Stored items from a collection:
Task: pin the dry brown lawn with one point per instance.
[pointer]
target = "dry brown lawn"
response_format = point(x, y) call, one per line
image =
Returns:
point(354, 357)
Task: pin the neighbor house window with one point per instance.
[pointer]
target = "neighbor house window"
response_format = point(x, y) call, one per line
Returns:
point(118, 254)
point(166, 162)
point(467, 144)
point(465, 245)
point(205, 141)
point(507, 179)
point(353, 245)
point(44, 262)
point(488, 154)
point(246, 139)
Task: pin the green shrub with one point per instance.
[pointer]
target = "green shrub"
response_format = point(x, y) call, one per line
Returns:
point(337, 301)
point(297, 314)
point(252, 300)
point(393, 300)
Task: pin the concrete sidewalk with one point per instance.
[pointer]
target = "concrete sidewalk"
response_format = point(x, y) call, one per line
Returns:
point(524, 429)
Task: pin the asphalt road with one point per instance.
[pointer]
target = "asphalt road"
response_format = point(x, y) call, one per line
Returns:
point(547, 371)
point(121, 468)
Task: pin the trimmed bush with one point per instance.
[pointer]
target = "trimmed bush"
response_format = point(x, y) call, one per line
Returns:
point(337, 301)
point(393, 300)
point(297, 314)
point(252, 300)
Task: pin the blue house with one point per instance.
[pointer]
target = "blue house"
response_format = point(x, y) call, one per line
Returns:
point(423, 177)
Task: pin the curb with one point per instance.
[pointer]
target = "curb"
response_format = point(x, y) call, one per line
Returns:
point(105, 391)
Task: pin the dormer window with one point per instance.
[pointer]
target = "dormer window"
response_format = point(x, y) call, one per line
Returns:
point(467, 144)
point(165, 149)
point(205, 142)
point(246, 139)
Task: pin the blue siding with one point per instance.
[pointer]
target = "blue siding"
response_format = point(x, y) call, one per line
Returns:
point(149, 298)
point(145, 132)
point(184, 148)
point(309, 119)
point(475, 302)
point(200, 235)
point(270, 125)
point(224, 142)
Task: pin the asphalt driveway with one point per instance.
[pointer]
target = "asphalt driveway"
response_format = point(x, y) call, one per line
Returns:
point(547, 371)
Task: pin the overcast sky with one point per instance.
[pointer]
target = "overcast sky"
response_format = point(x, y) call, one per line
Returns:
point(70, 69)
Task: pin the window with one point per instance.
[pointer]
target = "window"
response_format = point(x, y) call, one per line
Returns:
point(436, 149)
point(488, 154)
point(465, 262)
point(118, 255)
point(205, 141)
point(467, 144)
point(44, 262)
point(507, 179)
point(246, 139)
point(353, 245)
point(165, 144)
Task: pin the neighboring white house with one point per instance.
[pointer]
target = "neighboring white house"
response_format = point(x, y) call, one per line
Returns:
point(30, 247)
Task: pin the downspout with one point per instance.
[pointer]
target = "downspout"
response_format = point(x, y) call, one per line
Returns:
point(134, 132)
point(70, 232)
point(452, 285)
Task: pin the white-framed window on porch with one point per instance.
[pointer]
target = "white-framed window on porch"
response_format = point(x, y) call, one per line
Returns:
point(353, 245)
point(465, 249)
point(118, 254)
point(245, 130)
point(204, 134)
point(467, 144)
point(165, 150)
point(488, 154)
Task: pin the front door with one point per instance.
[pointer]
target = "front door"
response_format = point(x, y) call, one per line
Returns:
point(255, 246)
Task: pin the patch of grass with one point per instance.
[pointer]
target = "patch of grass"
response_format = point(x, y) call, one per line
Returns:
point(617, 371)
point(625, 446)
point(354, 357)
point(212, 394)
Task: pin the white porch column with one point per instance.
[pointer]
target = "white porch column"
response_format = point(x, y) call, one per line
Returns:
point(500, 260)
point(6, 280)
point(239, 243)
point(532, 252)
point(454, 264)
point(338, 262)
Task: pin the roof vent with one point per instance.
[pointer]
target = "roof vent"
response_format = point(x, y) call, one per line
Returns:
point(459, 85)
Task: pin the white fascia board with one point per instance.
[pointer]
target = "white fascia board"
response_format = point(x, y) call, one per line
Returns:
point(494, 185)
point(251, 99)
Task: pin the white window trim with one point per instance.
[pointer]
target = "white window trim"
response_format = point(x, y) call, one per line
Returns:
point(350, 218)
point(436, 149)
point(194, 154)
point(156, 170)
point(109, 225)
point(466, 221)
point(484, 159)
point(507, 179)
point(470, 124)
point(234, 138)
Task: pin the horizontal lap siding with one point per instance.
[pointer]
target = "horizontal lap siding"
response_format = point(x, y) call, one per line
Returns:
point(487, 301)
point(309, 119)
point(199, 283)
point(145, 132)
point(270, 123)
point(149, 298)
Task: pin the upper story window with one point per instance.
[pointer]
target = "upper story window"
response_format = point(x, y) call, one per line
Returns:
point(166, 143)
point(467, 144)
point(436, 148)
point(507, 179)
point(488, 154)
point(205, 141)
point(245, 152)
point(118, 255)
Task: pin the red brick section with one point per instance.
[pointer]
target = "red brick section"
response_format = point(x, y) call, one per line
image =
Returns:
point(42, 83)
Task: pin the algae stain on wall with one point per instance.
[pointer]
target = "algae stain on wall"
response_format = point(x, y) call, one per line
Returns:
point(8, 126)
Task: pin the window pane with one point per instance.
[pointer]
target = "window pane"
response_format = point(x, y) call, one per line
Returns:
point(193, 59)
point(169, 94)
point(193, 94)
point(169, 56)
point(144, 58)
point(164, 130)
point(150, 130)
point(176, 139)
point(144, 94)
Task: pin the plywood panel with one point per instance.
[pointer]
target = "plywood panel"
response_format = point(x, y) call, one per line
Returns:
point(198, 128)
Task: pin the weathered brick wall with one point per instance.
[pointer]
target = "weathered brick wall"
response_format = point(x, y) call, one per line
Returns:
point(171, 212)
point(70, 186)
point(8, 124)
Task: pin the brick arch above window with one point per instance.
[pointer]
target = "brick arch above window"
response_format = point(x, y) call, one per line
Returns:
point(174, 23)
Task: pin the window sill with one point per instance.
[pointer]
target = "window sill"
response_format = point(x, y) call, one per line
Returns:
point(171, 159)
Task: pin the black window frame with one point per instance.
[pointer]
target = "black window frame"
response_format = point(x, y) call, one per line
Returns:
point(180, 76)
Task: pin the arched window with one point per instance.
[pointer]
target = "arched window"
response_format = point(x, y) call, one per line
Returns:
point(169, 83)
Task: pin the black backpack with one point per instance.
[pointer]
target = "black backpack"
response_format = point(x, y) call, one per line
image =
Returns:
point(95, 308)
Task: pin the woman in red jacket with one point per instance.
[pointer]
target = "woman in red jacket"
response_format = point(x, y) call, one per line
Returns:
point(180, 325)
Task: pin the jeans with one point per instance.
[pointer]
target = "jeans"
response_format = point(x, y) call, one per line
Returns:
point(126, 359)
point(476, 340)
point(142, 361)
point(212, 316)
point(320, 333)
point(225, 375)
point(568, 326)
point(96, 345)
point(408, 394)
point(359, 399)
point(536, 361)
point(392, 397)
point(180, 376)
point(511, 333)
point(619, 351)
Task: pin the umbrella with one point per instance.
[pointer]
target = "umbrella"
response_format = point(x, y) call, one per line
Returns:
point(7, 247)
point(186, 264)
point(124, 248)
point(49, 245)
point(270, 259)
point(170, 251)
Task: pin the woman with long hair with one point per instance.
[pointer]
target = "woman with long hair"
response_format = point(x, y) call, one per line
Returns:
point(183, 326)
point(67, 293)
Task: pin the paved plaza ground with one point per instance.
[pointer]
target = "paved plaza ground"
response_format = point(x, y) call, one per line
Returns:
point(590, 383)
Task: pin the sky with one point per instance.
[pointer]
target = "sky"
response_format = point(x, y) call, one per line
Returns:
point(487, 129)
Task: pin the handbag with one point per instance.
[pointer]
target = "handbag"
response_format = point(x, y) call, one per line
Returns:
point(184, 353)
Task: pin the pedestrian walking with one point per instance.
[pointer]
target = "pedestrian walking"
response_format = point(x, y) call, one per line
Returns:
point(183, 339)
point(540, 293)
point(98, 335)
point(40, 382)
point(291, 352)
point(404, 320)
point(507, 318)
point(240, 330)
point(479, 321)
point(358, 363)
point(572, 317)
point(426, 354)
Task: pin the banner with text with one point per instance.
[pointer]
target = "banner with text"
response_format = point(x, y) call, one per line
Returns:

* Task prompt:
Wherever the string "shrub" occurs in the records, copy the line it is in.

* The completed task:
Task: pin the green shrub with one point per instance.
target = "green shrub"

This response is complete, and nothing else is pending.